O Cardeal Martini, na mais lida e comentada de suas cartas pastorais (“Il lembo del mantello” – Carta Pastoral 1991-1992), referindo-se ao manto de Jesus, indica três realidades que chamam atenção: a multidão que acorre em massa, o mistério de cada pessoa e a experiência de Deus, a que somos todos chamados.
Há uma multidão anônima que se espreme em torno de Jesus. Muitos o tocam, mas não acontece nada; ninguém se distingue com um desejo próprio. No meio da massa, uma mulher vem à tona. Ela tem um projeto bem definido e uma grande fé. Jesus lhe dirá depois “Filha, a tua fé te salvou”. Tem tamanha confiança em Jesus que pensa que apenas o contato com a barra de seu manto bastará para curá-la. Entra em contato autêntico com Jesus, de tal forma que ele mesmo percebe e proclama publicamente. Do meio da massa uma pessoa se manifesta!
Noutras ocasiões Jesus fala, ordena, toca nas pessoas. Aqui é suficiente a barra de um manto, quem sabe, cheio da poeira das estradas, para estabelecer um contato pessoal da mulher com Jesus! Se o plano de salvação do Pai abraça tudo o que existe e a missão do Filho e do Espírito abrange toda a criação, todos os meios para comunicar a boa nova podem ser adotados por Deus para tocar o coração humano. Muitos foram tocados até pela sombra de Pedro nos Atos dos Apóstolos (Cf. At 5, 12-16). No correr da história da Igreja, a liberalidade do amor de Deus se serviu de inúmeras pessoas para sinalizar que o Senhor Jesus permanece conosco até o fim dos tempos.

■ A fazer:
- A) Segundo o texto sobre o manto de Jesus, quais são as três realidades que o Cardeal Martini indica?
- B) Retome o texto sobre o manto de Jesus e dê continuidade a ele a partir da última frase.

■ Linhas de dados:
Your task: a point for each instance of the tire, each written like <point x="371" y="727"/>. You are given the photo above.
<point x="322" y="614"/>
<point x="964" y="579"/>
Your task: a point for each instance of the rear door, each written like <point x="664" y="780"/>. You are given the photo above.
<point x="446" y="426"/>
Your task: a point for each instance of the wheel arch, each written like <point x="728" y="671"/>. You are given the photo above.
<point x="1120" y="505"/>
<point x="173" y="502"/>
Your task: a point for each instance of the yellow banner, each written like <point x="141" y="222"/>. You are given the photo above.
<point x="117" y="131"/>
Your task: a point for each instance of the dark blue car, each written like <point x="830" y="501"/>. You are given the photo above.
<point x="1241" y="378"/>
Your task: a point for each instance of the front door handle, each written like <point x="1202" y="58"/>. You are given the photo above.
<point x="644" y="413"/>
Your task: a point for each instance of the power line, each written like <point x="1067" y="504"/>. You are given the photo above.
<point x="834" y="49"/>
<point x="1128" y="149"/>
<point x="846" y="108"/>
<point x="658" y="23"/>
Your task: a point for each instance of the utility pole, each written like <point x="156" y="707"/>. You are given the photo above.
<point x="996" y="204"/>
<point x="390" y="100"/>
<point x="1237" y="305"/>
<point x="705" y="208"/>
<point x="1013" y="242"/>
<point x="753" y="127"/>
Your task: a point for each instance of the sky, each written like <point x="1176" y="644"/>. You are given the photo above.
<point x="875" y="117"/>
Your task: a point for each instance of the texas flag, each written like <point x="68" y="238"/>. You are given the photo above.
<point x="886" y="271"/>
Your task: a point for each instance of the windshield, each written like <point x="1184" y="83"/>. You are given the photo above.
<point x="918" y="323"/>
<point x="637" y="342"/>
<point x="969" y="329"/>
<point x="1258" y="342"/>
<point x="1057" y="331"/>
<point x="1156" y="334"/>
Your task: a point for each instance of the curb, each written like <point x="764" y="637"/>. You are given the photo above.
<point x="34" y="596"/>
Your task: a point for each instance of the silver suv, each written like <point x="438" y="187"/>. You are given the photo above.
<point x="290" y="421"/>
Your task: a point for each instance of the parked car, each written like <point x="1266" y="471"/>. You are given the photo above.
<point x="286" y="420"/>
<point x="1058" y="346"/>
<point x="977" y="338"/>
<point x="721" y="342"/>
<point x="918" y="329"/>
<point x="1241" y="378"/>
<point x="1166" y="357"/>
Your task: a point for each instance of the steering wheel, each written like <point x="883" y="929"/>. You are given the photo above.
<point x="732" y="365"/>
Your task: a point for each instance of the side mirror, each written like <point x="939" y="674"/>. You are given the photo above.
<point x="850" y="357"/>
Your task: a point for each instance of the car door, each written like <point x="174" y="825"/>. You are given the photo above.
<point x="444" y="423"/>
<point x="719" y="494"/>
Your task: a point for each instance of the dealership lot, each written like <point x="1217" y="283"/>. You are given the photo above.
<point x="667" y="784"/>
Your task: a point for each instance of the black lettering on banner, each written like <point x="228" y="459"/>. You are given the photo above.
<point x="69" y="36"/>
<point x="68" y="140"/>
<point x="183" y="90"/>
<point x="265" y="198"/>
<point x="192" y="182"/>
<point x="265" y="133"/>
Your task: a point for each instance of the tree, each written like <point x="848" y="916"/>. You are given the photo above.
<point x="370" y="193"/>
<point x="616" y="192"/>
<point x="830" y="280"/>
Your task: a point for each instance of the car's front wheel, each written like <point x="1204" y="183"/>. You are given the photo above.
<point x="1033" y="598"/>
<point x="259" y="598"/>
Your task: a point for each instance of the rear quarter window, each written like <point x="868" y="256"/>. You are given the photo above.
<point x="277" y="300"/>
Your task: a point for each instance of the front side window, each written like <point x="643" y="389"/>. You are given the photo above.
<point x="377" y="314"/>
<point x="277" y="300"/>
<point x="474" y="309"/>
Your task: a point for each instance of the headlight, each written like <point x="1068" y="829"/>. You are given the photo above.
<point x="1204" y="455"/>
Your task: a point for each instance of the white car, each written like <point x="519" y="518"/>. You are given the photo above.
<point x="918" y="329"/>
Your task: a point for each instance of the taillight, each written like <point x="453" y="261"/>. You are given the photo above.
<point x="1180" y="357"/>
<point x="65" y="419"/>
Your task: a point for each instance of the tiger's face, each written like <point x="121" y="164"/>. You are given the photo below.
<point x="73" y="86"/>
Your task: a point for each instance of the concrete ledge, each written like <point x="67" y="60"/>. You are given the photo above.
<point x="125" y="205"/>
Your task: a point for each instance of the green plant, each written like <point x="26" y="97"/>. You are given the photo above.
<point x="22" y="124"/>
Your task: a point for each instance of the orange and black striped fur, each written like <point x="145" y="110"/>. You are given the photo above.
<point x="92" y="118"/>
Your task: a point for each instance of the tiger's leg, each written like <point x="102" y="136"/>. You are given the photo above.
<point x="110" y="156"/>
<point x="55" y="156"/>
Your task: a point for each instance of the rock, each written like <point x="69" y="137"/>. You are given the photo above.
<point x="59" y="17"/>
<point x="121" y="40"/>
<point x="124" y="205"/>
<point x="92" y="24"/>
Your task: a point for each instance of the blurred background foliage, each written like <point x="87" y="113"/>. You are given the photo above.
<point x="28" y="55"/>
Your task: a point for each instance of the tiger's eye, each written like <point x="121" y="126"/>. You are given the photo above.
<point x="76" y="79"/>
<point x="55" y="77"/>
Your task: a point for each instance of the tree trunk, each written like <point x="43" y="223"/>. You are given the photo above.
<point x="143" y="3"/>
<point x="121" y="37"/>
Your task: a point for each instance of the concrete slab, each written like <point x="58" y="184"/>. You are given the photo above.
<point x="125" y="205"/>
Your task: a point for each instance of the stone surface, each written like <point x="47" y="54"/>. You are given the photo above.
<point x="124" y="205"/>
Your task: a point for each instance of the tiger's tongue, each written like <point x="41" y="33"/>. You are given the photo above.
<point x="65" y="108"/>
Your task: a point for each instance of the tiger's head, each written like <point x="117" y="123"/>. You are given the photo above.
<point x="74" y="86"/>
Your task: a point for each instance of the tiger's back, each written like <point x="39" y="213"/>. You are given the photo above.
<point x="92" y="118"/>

■ Exercícios resolvidos:
- A) A multidão que acorre em massa, o mistério de cada pessoa e a experiência de Deus, a que somos todos chamados.

- B)
Também nossas procissões, nossos gestos, o canto, as promessas e a corda do Círio podem ser como a veste a ser tocada para estabelecer o contato com as realidades sagradas, ainda mais quando somos conduzidos pelas mãos maternas da Virgem de Nazaré, que aceitou ser escrava do Senhor para que o Verbo de Deus se fizesse carne. E todas as gerações a proclamam bem-aventurada, como fazemos aqui. Todas as coisas boas que fazemos nos dias do Círio, com nossa vibração e nossas emoções, podem ser espaços que o Verbo de Deus não desdenha. São orlas de seu manto, através das quais pode oferecer a graça da salvação.
Mas a barra da roupa de Jesus é apenas um pedaço de seu manto. O manto nos leva a quem o veste e é mais importante do que a roupa! É necessário que do meio da multidão cada pessoa saiba que tem nome e história, que é amada e levada a sério por Deus e diga seu sim a Ele, a modo de Maria em Nazaré. O Círio é mutirão de evangelização e experiência de conversão para quem dele participa. Quem apenas “assiste”, joga fora a grande oportunidade, um presente de Deus. Círio se vive como acontecimento de fé, muito maior do que o alcance cultural do evento.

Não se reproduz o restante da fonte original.